##### Records for processing #####
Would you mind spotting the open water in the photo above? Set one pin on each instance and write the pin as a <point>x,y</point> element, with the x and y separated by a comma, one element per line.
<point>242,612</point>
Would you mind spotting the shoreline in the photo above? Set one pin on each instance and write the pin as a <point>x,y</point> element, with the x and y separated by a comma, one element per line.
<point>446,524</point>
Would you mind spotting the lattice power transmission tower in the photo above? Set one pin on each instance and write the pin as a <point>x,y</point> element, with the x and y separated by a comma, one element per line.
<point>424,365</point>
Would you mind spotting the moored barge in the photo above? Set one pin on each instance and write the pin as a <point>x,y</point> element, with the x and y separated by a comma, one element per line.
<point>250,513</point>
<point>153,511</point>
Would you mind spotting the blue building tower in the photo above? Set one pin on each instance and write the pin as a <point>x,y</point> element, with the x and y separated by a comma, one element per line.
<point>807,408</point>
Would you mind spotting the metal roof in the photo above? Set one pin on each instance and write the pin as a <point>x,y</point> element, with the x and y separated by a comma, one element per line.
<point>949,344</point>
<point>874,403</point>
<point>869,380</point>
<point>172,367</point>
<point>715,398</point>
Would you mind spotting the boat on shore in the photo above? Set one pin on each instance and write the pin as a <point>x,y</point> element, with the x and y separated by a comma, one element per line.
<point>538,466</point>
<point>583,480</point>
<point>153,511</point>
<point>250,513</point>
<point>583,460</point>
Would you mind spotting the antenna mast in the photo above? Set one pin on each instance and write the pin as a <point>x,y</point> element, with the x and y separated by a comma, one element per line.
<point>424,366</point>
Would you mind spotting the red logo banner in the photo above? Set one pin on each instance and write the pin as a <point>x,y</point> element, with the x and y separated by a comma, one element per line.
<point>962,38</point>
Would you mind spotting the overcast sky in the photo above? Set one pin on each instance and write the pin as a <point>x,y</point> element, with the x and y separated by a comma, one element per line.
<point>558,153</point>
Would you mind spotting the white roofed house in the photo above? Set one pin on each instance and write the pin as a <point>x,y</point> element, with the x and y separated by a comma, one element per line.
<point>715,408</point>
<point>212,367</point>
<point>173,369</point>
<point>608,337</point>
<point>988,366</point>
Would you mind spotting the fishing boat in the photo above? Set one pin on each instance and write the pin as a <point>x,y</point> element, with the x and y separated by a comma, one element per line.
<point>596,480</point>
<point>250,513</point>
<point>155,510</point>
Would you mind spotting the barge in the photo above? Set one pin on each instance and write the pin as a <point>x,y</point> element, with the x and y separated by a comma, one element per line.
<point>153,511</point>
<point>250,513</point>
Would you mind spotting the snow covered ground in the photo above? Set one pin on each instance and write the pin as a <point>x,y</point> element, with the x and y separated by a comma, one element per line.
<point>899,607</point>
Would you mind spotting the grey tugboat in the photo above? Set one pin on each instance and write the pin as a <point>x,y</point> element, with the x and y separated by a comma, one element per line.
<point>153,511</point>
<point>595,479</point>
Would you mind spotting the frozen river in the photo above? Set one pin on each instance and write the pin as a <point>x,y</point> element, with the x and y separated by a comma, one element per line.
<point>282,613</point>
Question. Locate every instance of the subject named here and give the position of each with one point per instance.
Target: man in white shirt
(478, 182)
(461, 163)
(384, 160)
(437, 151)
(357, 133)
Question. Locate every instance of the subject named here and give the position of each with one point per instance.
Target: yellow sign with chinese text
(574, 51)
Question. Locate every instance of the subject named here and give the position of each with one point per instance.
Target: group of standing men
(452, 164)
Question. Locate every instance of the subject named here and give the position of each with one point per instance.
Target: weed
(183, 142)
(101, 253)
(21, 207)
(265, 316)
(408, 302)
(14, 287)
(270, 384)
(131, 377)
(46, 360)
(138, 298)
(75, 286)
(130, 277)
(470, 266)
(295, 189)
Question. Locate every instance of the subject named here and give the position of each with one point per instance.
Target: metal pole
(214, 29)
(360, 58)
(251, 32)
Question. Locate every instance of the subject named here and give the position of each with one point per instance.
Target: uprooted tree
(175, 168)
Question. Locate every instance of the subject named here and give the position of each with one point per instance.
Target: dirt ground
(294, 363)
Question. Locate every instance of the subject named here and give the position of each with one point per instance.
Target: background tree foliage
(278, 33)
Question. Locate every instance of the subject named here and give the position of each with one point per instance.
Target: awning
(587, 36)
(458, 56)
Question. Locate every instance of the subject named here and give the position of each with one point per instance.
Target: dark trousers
#####
# Brief
The response should contain each record above, retyped exactly.

# Exercise response
Would you mind spotting the open water in the photo above? Set one pin on each instance and write the pin as a <point>x,y</point> element, with the x and y separated by a comma, one element per line.
<point>242,612</point>
Would you mind spotting the shoreline in the photo above? Set one pin on each instance and write the pin as a <point>x,y</point> element, with the x and y separated by a comma, one element per line.
<point>446,524</point>
Would you mind spotting the lattice power transmission tower in the photo above? Set one pin on each instance and write the pin as a <point>x,y</point> element, with the x and y separated by a comma, one element per line.
<point>424,365</point>
Would you mind spotting the moored barge in the photo above? Set one pin on each instance and write the pin as a <point>x,y</point> element, with the x and y separated by a comma, one element per line.
<point>250,513</point>
<point>153,511</point>
Would you mind spotting the blue building tower in the photo above? Set one pin on each instance and write the pin as a <point>x,y</point> element, with the x and y separated by a comma, one element per line.
<point>807,408</point>
Would you mind spotting the metal roof in the photo above? Set one pin on each instance and write the pin as a <point>x,y</point> element, with the x and y separated by a comma, one element per line.
<point>949,344</point>
<point>874,403</point>
<point>869,380</point>
<point>172,367</point>
<point>715,398</point>
Would you mind spotting the boat on shore in the photo above? Set one pin on each instance and write the pin as a <point>x,y</point> element, with the x and y separated by a comma, one element per line.
<point>538,466</point>
<point>583,480</point>
<point>153,511</point>
<point>250,513</point>
<point>583,460</point>
Would you mind spotting the antenna mast in the photo above? Set one pin on each instance and write the pin as a <point>x,y</point> element, with the x and y separated by a comma, one element per line.
<point>424,366</point>
Would you mind spotting the red logo banner in the photo above? Set one pin on each instance and write the pin as a <point>x,y</point> element, with the x and y separated by a comma, one element per line.
<point>962,38</point>
Would you mind spotting the overcast sky in the photo above? Set one pin on each instance and write the pin as a <point>x,y</point> element, with the x and y separated by a comma, one element per line.
<point>558,153</point>
Would you mind spotting the white roofed house in the photo above? Set one pin on each instance and write the pin as a <point>x,y</point> element, with the x and y separated by a comma, one element per line.
<point>715,408</point>
<point>212,367</point>
<point>173,369</point>
<point>608,337</point>
<point>988,366</point>
Would you mind spotting the fishing boat in the photo above? Set one pin on each instance and write the pin as a <point>x,y</point> element, with the x and y separated by a comma, one element per line.
<point>596,480</point>
<point>250,513</point>
<point>155,510</point>
Would you mind spotting the barge in the photo above? Set one pin on each instance and write the pin as a <point>x,y</point> element, with the x and y separated by a comma, one element per line.
<point>153,511</point>
<point>250,513</point>
Would you mind spotting the snow covered ground in the photo above? Set one pin on each instance and write the pin as a <point>x,y</point> element, with the x and y separated by a comma, one element per line.
<point>899,607</point>
Would you mind spotting the grey tugboat in the photo above? Set one pin on each instance and write the pin as a <point>x,y</point> element, with the x and y separated by a comma, one element per line.
<point>153,511</point>
<point>595,479</point>
Would you mind spotting the frozen river in the photo above? Set one pin on each instance and write the pin as a <point>x,y</point> element, with the x and y separated by a comma, one element per line.
<point>282,613</point>
Question. Locate every instance of the subject named here and give the position of each with one point per instance.
Target: man in white shirt
(478, 182)
(461, 163)
(384, 160)
(437, 151)
(357, 133)
Question. Locate every instance of the subject named here and give the position of each with one point per instance.
Target: yellow sign with chinese text
(574, 51)
Question. Locate every instance of the subject named here and give the position of each with one point per instance.
Target: group of standing men
(452, 164)
Question. Locate every instance of the subject named here and give the position of each with one point per instance.
Target: weed
(183, 142)
(101, 253)
(21, 207)
(265, 316)
(408, 302)
(14, 287)
(270, 384)
(131, 377)
(46, 360)
(138, 298)
(75, 286)
(130, 277)
(470, 266)
(295, 189)
Question. Locate every instance of the subject named here and give the position of each with one point per instance.
Target: metal pole
(214, 29)
(360, 58)
(251, 32)
Question. Locate every instance of the subject named here and give the position of each with one point per instance.
Target: uprooted tree
(175, 168)
Question. Locate every instance of the subject named here and give the position of each with one point per instance.
Target: dirt ground
(294, 363)
Question. Locate every instance of the subject named here and give the position of each with one point per instance.
Target: background tree foliage
(278, 33)
Question. Locate every instance of the subject named here and give the position of each with one point per instance.
Target: awning
(587, 36)
(458, 56)
Question. Locate every instance of the subject named here and give the position of each with one point per instance.
Target: dark trousers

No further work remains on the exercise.